--- Dokumenttext ---
----------

Sie schwiegen beide eine Weile und Elia wurde aus den Ereignissen immer noch nicht schlau.
Der Fremde räusperte sich.
‚Wer bist du?’, wagte sich Elia endlich zu fragen.
‚Nenne mich Tod’, sagte das Männlein und schob dabei die Kapuze nach hinten. Ein weisser Schädel wurde sichtbar.
‚Oh’, bemerkte Elia.
Dann wurde er unsanft auf den Boden der Tatsachen zurückgeholt. Er hatte die Dachschindeln ersetzen wollen, die sich beim letzten Sturm gelöst hatten. Und dann hat sich alles verändert.
‚Ich bin vom Dach gestürzt. Ich bin… tot.’
‚Du bist gestorben.’
Elia schluckte. Er hatte immer geglaubt, dass er noch Zeit für so viele Dinge hätte.
‚Weshalb?’, fragte er.
Tod schwieg.
‚Bitte schlag mich nicht’, sagte Tod plötzlich. Er klang verunsichert.
‚Weshalb sollte ich dich schlagen wollen?’, fragte Elia überrascht.
‚Die meisten Menschen geben mir die Schuld für ihr Versterben. Sie schreien mich an, ich solle sie zurückbringen und dreschen auf mich ein.’
Tod schaffte es, selbst ohne Augäpfel, den Blick eines getretenen Pudels aufzusetzen.

----------

--- Extrahierte Informationen ---
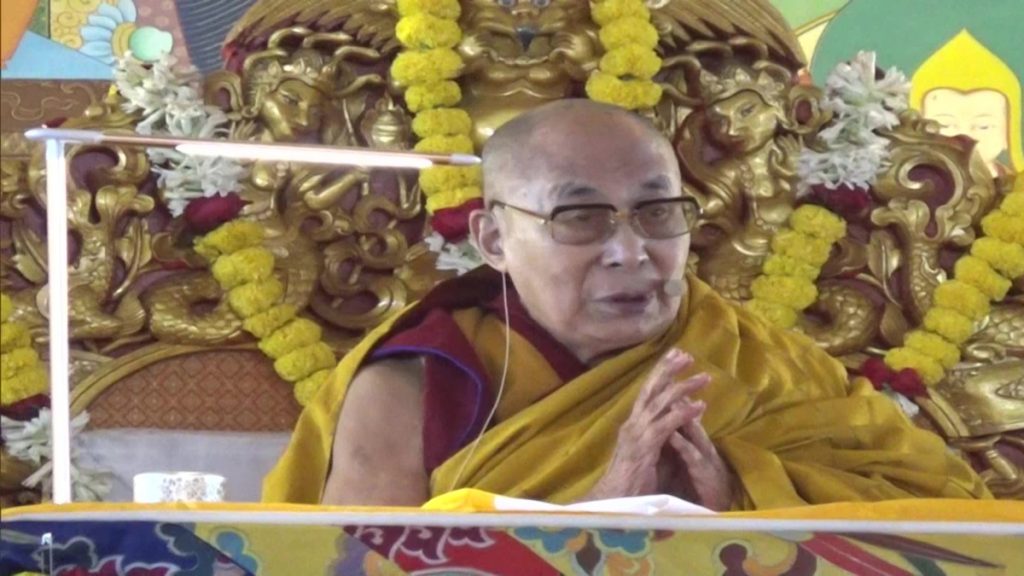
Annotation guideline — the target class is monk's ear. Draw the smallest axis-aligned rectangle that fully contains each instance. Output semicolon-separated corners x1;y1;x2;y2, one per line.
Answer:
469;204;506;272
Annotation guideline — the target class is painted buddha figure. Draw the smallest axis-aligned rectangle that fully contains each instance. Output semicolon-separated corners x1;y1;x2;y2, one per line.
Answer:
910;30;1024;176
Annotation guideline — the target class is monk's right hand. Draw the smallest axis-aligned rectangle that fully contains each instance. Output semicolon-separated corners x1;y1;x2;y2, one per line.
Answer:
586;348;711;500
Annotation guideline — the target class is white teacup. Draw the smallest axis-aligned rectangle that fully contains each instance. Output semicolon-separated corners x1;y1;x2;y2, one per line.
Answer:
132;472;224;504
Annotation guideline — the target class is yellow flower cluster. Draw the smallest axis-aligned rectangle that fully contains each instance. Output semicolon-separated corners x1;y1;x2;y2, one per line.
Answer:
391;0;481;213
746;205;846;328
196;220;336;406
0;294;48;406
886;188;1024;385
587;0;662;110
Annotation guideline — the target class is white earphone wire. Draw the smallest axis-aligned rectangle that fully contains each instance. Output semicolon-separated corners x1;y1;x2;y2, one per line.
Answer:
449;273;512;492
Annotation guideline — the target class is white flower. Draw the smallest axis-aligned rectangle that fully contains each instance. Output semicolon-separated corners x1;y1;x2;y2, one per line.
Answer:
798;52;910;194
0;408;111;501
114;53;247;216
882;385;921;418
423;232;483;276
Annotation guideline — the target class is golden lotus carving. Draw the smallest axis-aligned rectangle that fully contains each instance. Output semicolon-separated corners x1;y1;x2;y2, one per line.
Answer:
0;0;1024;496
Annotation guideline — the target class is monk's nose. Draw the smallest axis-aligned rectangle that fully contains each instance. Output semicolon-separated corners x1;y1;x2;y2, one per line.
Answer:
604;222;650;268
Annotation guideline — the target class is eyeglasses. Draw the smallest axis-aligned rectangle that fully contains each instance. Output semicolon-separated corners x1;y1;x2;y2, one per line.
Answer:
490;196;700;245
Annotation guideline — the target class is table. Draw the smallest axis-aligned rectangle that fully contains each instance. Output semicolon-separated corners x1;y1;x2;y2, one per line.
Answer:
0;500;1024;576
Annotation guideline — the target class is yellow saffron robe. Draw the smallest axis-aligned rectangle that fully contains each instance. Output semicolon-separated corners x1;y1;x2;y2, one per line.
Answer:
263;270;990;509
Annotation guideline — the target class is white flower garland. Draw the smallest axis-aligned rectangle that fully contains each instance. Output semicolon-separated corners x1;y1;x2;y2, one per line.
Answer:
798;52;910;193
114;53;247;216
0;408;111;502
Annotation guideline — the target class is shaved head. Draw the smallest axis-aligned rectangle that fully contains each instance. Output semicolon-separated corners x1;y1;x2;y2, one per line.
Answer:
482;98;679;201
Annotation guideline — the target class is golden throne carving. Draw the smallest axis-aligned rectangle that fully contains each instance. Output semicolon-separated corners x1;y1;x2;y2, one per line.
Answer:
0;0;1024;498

----------

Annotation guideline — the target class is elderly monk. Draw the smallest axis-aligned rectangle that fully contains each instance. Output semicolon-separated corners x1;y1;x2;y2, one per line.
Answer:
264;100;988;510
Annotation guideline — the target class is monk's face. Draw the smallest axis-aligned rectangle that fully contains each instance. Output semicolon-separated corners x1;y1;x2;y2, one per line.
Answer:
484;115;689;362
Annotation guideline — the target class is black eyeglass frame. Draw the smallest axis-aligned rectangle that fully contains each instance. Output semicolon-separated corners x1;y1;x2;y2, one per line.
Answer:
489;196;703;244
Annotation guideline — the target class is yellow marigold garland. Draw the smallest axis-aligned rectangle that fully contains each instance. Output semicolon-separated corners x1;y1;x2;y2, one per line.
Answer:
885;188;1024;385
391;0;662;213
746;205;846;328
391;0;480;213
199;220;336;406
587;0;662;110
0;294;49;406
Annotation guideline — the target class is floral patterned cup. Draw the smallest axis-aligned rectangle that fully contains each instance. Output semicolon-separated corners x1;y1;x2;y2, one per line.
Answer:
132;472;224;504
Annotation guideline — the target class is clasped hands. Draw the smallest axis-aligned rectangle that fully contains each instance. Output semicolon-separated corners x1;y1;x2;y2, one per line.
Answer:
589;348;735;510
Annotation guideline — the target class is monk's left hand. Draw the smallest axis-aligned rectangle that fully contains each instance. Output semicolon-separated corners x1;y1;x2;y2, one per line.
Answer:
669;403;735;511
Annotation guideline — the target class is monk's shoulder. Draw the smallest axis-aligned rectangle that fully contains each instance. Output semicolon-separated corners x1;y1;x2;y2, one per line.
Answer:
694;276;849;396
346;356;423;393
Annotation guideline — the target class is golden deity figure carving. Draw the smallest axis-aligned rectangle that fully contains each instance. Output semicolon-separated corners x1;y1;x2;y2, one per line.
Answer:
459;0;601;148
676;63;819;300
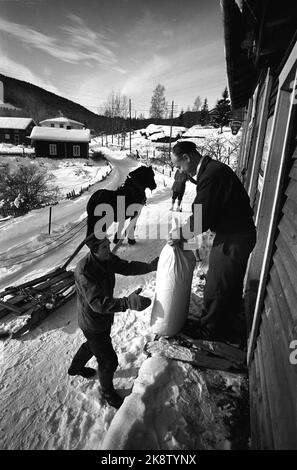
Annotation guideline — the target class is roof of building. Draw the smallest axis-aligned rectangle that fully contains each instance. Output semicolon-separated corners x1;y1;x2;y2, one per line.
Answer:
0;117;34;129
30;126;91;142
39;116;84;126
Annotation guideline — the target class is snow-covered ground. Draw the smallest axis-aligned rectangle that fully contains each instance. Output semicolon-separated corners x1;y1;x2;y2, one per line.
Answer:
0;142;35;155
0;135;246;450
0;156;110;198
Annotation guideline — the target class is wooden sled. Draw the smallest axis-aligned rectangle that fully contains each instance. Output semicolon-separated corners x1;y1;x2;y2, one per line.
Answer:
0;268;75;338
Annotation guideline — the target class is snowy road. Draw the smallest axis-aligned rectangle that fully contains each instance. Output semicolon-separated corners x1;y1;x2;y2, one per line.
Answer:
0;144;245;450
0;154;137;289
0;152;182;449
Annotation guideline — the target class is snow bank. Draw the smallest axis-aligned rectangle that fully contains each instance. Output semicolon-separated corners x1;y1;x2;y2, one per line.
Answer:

----------

--- Aufgabe 1 ---
Welche Arbeit wollte Elia laut der Erzählung über Elia und Tod auf dem Dach erledigen?
--- Aufgabe 2 ---
Setze die Erzählung über Elia und Tod nach ihrem letzten Satz fort.

--- Ausgabe 1 ---
Er wollte die Dachschindeln ersetzen, die sich beim letzten Sturm gelöst hatten.

--- Ausgabe 2 ---
‚Kannst du dich nicht wehren?’
Tod schob die Ärmel seines Umhangs nach hinten.
‚Has du dich schon mal ohne Muskeln geprügelt?’, fragte er bitter.
‚Nein.’
Tod seufzte. ‚Das war eine rhetorische Frage.’
Von weit her hörte Elia das Krächzen eines Raben.
‚Was geschieht jetzt?’, fragte er schliesslich.
‚Jetzt kommt der unangenehme Teil: ich muss dich umbringen.’
‚Ich dachte ich wäre schon tot.’ Elia begriff gar nichts mehr.
‚Jein. Du bist zwar gestorben, aber noch nicht tot, verstehst du?’
‚Nein.’
Tod atmete hörbar aus. Einige Knochen rieben aufeinander und klapperten.
‚Das versteht keiner heutzutage. Du bist in einem Zwischenreich, das ich brauche, um Tod, aber nicht tot zu sein. Klar?’
Elia schüttelte nur den Kopf.
‚Bist nicht gerade helle, was?’ Tod holte eine Sanduhr hervor – vielleicht nicht so praktisch wie eine Armbanduhr, aber eben – todschick. ‚Oh mein Gott, schon so spät?’
Elia blinzelte überrascht. ‚Du kennst Gott?’
‚Natürlich’, bemerkte Tod. ‚Du etwa nicht?’ Er wirkte erstaunt.
‚Den kennt niemand!’
‚Wirklich? Die meisten Menschen verlangen, auf der Stelle zum Allmächtigen gebracht zu werden.’
Elia war viel zu aufgeregt, um darauf einzugehen. Es gab ihn wirklich! Dann war das Sterben doch nicht so schlimm.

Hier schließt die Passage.